[Start Information shown]
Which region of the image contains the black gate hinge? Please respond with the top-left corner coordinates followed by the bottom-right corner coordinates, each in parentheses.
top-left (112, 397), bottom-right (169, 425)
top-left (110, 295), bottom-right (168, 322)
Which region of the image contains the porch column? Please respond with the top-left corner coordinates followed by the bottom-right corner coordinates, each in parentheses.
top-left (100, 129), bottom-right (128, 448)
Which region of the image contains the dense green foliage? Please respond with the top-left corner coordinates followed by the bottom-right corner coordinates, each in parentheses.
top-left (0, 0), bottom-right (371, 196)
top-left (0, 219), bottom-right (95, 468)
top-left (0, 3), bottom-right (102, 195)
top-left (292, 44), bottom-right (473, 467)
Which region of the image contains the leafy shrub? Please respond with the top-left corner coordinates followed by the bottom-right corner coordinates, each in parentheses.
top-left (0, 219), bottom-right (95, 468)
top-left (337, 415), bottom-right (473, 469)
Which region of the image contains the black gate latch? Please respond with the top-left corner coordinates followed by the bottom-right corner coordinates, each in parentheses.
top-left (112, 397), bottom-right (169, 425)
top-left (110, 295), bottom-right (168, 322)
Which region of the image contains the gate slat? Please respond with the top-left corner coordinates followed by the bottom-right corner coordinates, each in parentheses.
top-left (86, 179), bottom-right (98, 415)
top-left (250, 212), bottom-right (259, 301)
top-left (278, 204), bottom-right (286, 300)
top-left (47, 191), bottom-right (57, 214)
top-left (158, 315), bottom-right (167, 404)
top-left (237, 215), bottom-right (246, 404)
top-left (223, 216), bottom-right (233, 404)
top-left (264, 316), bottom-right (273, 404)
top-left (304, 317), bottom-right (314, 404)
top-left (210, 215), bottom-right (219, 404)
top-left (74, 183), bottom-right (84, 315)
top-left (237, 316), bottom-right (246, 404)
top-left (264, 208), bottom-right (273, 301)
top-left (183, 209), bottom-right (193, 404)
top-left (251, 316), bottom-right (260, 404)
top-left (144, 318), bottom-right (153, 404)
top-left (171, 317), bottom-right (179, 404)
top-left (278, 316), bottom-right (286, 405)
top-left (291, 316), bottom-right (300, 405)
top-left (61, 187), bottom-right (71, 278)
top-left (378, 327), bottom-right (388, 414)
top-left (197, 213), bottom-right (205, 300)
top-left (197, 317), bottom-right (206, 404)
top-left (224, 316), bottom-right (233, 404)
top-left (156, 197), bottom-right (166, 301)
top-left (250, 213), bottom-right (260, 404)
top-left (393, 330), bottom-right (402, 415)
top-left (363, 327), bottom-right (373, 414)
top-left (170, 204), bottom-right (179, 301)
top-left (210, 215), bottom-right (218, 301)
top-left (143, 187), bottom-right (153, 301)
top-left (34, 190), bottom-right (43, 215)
[End Information shown]
■ **Exercise details**:
Please reproduce all of the material above word for word.

■ **Reply to the task**:
Which region of the image contains the black gate hinge? Please respond with the top-left corner coordinates followed by the bottom-right corner coordinates, each in parentheses.
top-left (112, 397), bottom-right (169, 425)
top-left (110, 295), bottom-right (168, 322)
Which region of the image contains the porch column? Please respond with the top-left corner coordinates followed by the bottom-right corner coordinates, each in parentheses.
top-left (100, 129), bottom-right (128, 448)
Which region of the image contains the dense green foliage? Please respond with the top-left corner coordinates followed by the bottom-right corner coordinates, each in parentheses.
top-left (0, 0), bottom-right (371, 196)
top-left (0, 219), bottom-right (95, 468)
top-left (0, 3), bottom-right (102, 195)
top-left (292, 44), bottom-right (473, 467)
Which region of the image contains the leafy shrub? Please respond with the top-left corner coordinates followed by the bottom-right corner coordinates, each in parentheses.
top-left (0, 219), bottom-right (95, 468)
top-left (337, 415), bottom-right (473, 469)
Which region of the image contains the black gate latch? Please respond with the top-left corner coordinates followed by the bottom-right corner coordinates, each in parentheses.
top-left (112, 397), bottom-right (169, 425)
top-left (110, 295), bottom-right (168, 322)
Which region of the image contains the gate slat? Please respond with the top-left corner coordinates followed by the bottom-right corner coordinates, each in parentheses.
top-left (86, 179), bottom-right (98, 415)
top-left (250, 212), bottom-right (259, 301)
top-left (278, 204), bottom-right (286, 300)
top-left (47, 191), bottom-right (57, 214)
top-left (158, 315), bottom-right (167, 404)
top-left (237, 215), bottom-right (246, 404)
top-left (223, 216), bottom-right (233, 404)
top-left (264, 316), bottom-right (273, 404)
top-left (304, 317), bottom-right (314, 404)
top-left (210, 215), bottom-right (219, 404)
top-left (74, 183), bottom-right (84, 315)
top-left (237, 316), bottom-right (246, 404)
top-left (264, 208), bottom-right (273, 301)
top-left (183, 209), bottom-right (193, 404)
top-left (251, 316), bottom-right (260, 404)
top-left (144, 318), bottom-right (153, 404)
top-left (171, 317), bottom-right (179, 404)
top-left (278, 316), bottom-right (286, 405)
top-left (291, 316), bottom-right (300, 405)
top-left (61, 187), bottom-right (71, 278)
top-left (378, 327), bottom-right (388, 414)
top-left (197, 213), bottom-right (205, 300)
top-left (197, 317), bottom-right (206, 404)
top-left (224, 316), bottom-right (233, 404)
top-left (156, 197), bottom-right (166, 301)
top-left (250, 213), bottom-right (260, 404)
top-left (393, 330), bottom-right (402, 415)
top-left (363, 327), bottom-right (373, 414)
top-left (170, 204), bottom-right (179, 301)
top-left (210, 215), bottom-right (218, 301)
top-left (143, 187), bottom-right (153, 301)
top-left (34, 190), bottom-right (43, 215)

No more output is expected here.